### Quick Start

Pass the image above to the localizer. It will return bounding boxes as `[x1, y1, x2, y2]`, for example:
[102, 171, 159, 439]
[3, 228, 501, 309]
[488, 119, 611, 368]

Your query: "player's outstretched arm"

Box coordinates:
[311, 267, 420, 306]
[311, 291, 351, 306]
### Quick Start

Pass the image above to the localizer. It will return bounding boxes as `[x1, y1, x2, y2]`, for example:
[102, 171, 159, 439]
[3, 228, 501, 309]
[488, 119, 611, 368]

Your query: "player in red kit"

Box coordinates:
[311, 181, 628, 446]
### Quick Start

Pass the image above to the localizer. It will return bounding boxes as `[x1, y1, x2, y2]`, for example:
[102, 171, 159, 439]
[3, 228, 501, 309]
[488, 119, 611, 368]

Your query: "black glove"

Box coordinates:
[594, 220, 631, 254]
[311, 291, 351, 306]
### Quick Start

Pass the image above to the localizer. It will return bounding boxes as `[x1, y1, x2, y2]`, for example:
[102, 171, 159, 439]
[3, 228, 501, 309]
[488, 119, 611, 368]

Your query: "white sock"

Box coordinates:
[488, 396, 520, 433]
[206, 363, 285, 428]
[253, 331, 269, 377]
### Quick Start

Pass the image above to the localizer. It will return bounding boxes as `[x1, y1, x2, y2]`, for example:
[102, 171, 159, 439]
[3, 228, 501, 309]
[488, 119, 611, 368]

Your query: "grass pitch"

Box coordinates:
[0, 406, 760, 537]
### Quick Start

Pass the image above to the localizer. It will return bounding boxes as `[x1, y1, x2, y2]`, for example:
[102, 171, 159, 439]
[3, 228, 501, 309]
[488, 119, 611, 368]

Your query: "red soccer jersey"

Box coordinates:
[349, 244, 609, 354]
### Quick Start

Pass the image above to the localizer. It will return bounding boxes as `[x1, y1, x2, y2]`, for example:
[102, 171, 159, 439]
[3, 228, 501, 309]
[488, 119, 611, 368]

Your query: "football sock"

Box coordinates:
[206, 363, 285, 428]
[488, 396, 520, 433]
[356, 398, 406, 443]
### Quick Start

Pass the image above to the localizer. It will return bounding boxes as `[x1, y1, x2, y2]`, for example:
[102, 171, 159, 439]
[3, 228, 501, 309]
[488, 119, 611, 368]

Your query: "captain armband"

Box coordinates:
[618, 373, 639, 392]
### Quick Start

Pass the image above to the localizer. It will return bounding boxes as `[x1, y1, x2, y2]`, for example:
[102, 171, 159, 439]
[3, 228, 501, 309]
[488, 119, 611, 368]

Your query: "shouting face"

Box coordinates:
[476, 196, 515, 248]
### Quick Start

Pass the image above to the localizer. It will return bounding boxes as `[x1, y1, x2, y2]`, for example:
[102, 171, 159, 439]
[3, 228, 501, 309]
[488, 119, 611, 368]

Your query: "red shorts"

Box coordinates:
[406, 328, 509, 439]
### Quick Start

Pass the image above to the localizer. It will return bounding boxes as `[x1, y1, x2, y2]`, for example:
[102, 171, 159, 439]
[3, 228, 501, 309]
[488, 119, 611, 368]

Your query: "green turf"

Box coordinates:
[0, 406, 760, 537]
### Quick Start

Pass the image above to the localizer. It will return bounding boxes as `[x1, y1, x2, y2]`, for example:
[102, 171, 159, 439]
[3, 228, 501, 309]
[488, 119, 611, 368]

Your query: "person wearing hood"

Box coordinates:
******
WHAT THE TASK ASKS: Pick out each line in the records that contains the string "Your", and list those lines.

SOLUTION FOR THIS PROBLEM:
Your query: "player's outstretched arm"
Your query: "player in red kit"
Your query: "black glove"
Your query: "white sock"
Your query: "grass pitch"
Your query: "red soccer jersey"
Your query: "football sock"
Your query: "captain armband"
Your query: "shouting face"
Your query: "red shorts"
Your query: "green turf"
Your query: "person wearing hood"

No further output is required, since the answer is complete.